[Problem requirements] Pictures stay out of your copy, but everything else in the records below must be repeated exactly.
--- Materials provided ---
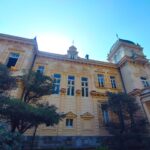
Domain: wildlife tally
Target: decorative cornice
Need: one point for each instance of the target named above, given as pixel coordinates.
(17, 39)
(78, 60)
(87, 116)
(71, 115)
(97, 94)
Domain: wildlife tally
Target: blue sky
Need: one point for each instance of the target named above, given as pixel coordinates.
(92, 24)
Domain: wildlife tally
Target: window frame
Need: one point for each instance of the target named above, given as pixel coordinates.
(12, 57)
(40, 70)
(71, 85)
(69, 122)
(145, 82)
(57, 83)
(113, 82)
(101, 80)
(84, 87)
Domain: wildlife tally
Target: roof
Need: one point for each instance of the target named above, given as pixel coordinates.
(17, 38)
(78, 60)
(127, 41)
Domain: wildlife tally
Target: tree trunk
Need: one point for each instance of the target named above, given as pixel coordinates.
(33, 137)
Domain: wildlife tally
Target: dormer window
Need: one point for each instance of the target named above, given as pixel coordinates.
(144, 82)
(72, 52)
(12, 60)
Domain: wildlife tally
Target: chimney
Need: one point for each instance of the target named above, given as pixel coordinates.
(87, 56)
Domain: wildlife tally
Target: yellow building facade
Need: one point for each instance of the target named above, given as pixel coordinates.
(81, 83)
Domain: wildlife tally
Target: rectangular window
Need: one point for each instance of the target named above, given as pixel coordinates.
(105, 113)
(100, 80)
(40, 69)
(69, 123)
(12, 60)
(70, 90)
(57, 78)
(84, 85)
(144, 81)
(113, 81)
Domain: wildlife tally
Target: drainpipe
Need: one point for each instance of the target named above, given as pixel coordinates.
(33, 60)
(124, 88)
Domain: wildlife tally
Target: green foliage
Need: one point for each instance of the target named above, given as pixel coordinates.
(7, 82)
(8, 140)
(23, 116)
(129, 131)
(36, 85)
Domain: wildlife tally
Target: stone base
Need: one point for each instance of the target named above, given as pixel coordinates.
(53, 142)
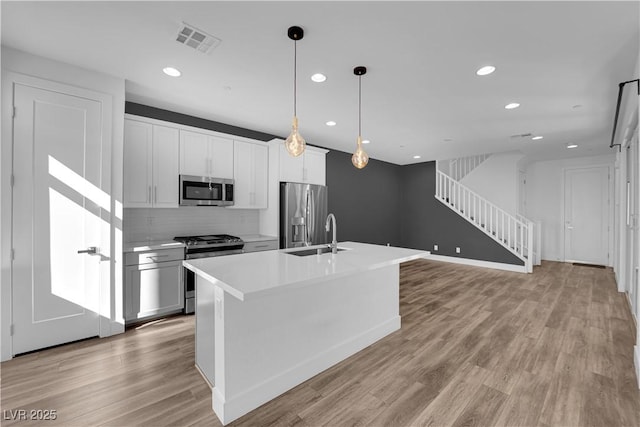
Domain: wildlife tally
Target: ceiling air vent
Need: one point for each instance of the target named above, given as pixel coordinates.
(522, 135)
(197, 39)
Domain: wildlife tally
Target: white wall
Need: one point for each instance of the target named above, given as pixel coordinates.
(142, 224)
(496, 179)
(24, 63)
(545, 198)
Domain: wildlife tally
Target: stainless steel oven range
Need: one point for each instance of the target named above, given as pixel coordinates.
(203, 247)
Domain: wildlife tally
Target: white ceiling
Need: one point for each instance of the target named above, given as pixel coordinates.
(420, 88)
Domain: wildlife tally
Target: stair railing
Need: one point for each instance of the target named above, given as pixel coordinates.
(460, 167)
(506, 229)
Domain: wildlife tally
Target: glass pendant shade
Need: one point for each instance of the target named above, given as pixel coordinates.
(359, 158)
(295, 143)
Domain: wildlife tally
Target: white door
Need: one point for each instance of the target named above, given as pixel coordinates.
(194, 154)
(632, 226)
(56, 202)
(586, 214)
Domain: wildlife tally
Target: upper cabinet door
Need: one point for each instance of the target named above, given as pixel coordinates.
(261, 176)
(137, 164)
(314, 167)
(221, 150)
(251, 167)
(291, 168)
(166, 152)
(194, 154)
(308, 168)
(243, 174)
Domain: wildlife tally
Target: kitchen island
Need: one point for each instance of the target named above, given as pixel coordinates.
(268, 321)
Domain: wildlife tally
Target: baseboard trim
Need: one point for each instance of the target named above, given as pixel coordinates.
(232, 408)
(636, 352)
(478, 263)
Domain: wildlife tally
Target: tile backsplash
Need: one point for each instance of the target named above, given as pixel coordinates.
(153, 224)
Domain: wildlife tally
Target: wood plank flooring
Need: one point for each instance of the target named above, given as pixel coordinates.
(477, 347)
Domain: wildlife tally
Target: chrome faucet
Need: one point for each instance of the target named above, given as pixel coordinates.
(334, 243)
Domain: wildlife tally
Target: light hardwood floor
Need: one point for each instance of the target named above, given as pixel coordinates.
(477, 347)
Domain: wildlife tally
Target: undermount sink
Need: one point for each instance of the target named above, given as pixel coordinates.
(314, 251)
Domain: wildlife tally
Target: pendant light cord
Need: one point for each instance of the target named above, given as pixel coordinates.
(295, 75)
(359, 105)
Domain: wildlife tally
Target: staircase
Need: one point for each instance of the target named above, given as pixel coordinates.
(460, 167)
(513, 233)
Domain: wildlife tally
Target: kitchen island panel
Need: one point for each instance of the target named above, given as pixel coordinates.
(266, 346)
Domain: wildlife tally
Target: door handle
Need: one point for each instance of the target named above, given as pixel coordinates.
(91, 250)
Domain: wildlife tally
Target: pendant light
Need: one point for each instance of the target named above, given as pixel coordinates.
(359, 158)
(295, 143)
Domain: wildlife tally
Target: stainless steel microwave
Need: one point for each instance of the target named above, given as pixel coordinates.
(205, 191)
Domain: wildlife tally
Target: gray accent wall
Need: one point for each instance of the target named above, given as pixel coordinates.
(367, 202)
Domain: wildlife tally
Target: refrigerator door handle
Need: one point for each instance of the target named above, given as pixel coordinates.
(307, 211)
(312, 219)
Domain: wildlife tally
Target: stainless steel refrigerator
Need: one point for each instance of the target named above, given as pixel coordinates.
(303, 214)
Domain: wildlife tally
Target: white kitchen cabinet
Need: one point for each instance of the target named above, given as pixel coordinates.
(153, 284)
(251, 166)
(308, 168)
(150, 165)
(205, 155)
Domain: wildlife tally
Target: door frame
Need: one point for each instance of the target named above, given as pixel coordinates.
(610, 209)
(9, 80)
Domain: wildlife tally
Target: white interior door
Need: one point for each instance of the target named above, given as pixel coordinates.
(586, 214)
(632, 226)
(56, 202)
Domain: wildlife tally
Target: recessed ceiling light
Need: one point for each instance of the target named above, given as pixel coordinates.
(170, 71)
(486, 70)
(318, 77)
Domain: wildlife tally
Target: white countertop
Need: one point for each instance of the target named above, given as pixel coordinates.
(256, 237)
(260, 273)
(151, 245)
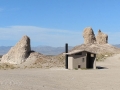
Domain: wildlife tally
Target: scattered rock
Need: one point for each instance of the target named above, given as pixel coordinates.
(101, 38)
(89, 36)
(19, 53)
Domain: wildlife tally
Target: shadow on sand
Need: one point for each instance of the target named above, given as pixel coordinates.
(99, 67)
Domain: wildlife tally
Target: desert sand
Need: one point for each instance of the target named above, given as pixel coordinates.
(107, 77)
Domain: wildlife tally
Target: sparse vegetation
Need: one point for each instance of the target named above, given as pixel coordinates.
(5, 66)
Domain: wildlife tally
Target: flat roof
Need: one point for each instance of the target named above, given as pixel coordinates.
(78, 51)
---
[The reply]
Domain: wildlife tally
Target: decorative cornice
Need: one point for each instance of the target named above, given as pixel coordinates.
(17, 39)
(78, 60)
(87, 116)
(71, 115)
(97, 94)
Domain: wildlife tally
Target: blue sky
Need: one point for each instance of the target named above, given as pixel coordinates.
(92, 24)
Domain: wildlife tally
Target: window frame
Need: one point for each instance of the target named above, given as pixel coordinates.
(12, 57)
(40, 70)
(71, 85)
(69, 122)
(145, 82)
(57, 83)
(113, 82)
(101, 80)
(84, 87)
Domain: wildlife tally
Target: roof
Need: one point for each instance of the target named above, given as pixel coordinates.
(17, 38)
(78, 60)
(127, 41)
Domain: wildlife tally
Target: tree trunk
Need: one point for each instance of the target named above, given as pixel coordinates.
(33, 137)
Domain: wildlife tally
Target: dormer window
Need: one point for each instance of the target named above, given as pixel coordinates.
(144, 82)
(72, 52)
(12, 60)
Domain: wildlife tally
Target: chimney
Need: one point for each instance of the target named above, given as pixel coordinates.
(87, 56)
Domain: wildlife tally
Target: yellow building facade
Need: one point for each instance of the target named above, given as pixel coordinates.
(81, 83)
Domain: wildlife tally
Target: rectangular window
Need: one point for each instance of the target named above, given as pixel coordinates.
(105, 113)
(100, 80)
(40, 69)
(69, 123)
(12, 60)
(70, 90)
(57, 78)
(84, 85)
(144, 81)
(113, 81)
Domain: wildlife tally
Target: drainpipe
Need: one point for each instance of the target named above, given as pixel coordinates.
(33, 60)
(124, 88)
Domain: wildlife tally
Target: green foliage
Need: one point for each instance of the target named above, given as pixel coordinates.
(7, 82)
(8, 140)
(23, 116)
(129, 131)
(36, 85)
Domain: wildlife tally
Target: stone base
Need: one point for each instance of the target named above, given as pixel coordinates.
(53, 142)
Domain: wildlife tally
Target: ceiling air vent
Need: one point for each instance of the target named above, given as pixel coordinates.
(522, 135)
(197, 39)
Domain: wildlife tally
Target: white wall
Need: one point for each instance of the target named above, given as pixel coordinates.
(142, 224)
(496, 179)
(24, 63)
(545, 198)
Domain: wildlife tally
Target: stainless steel oven range
Need: one point for each instance of the target named above, given as pixel coordinates.
(203, 247)
Domain: wildlife tally
Target: white ceiling
Need: one point for each instance of the target named above, given as pixel coordinates.
(420, 88)
Domain: wildlife tally
Target: stair railing
Need: one point for each instance of the target named above, given as pixel coordinates.
(460, 167)
(506, 229)
Domain: wildlife tally
Target: glass pendant shade
Need: one point for each instance of the target named above, given as pixel coordinates.
(359, 158)
(295, 143)
Domain: wildlife tally
Target: white door
Need: one point for each instance of the target named above, given as pixel coordinates.
(194, 154)
(632, 226)
(56, 202)
(586, 214)
Domain: wildlife tally
Target: upper cabinet door
Need: one point for each instance of the target named above, given as pixel coordinates.
(261, 176)
(137, 164)
(314, 167)
(221, 150)
(251, 167)
(291, 168)
(166, 152)
(194, 154)
(308, 168)
(243, 174)
Domain: wildlife tally
Target: kitchen island
Need: one point for each instance of the target named above, given as pixel coordinates.
(268, 321)
Domain: wildlife tally
Target: baseboard trim
Need: one point for each instance of the target named above, given as pixel coordinates.
(232, 408)
(636, 352)
(478, 263)
Domain: wildlife tally
Target: tile backsplash
Need: one point for each instance of the target named above, given as pixel coordinates.
(153, 224)
Domain: wildlife tally
Target: wood plank flooring
Need: one point for each instance of the target named above, given as pixel coordinates.
(477, 347)
Domain: wildlife tally
Target: chrome faucet
Need: one point for each instance of the target named above, given as pixel coordinates.
(334, 243)
Domain: wildlife tally
Target: light hardwood floor
Need: one point for each instance of the target named above, given as pixel coordinates.
(477, 347)
Domain: wildlife tally
Target: undermount sink
Need: one point for each instance of the target named above, given as pixel coordinates.
(314, 251)
Domain: wildlife tally
Target: pendant light cord
Need: one point for each instance of the target named above, given as pixel coordinates.
(295, 75)
(359, 105)
Domain: wildlife tally
Target: staircase
Need: one point for each instance of the target named above, given as pixel coordinates.
(460, 167)
(513, 233)
Domain: wildlife tally
Target: kitchen island panel
Need: one point for each instance of the target named above, given as pixel coordinates.
(266, 346)
Domain: wildlife tally
Target: door handle
Need: one point for each instance of the target named above, given as pixel coordinates.
(91, 250)
Domain: wildlife tally
Target: pendant light
Need: one point for each instance of the target named above, given as pixel coordinates.
(359, 158)
(295, 143)
Domain: wildlife tally
Target: stainless steel microwave
Need: one point for each instance of the target named above, given as pixel coordinates.
(205, 191)
Domain: wildlife tally
Target: gray accent wall
Need: one point for each instance of the target named above, given as pixel coordinates.
(367, 202)
Domain: wildlife tally
Target: refrigerator door handle
Need: one point for each instance of the target named above, given as pixel coordinates.
(307, 211)
(312, 219)
Domain: wildlife tally
Target: stainless steel refrigerator
Need: one point for each instance of the target named above, given as pixel coordinates.
(303, 214)
Domain: wildlife tally
Target: white kitchen cabinet
Need: one point for each instance of the target named above, given as pixel coordinates.
(153, 284)
(251, 166)
(308, 168)
(150, 165)
(205, 155)
Domain: wildlife tally
Target: door frame
Need: one point for each instance of the target named above, given as pixel coordinates.
(610, 209)
(9, 80)
Domain: wildlife tally
Target: white interior door
Need: one point for each instance of the target named above, given as pixel coordinates.
(586, 214)
(632, 226)
(56, 202)
Domain: wildlife tally
Target: recessed ceiling light
Need: one point for each instance of the target named above, given as pixel coordinates.
(170, 71)
(486, 70)
(318, 77)
Domain: wildlife tally
Target: white countertop
Need: one point for each instance of the target named above, given as pixel coordinates.
(256, 237)
(260, 273)
(151, 245)
Domain: wildlife tally
Target: scattered rock
Need: one point for each instance of the target named above, given as pixel coordinates.
(101, 38)
(89, 36)
(19, 53)
Domain: wildlife tally
Target: shadow on sand
Need: one point for each instance of the target named above, given as pixel coordinates.
(99, 67)
Domain: wildlife tally
Target: desert sand
Need: one point for each instance of the target named above, given as pixel coordinates.
(107, 77)
Domain: wildlife tally
Target: sparse vegetation
Need: one point for each instance of the target named above, given as pixel coordinates.
(5, 66)
Domain: wildlife tally
Target: flat roof
Need: one point for each instance of the target named above, given as pixel coordinates.
(78, 51)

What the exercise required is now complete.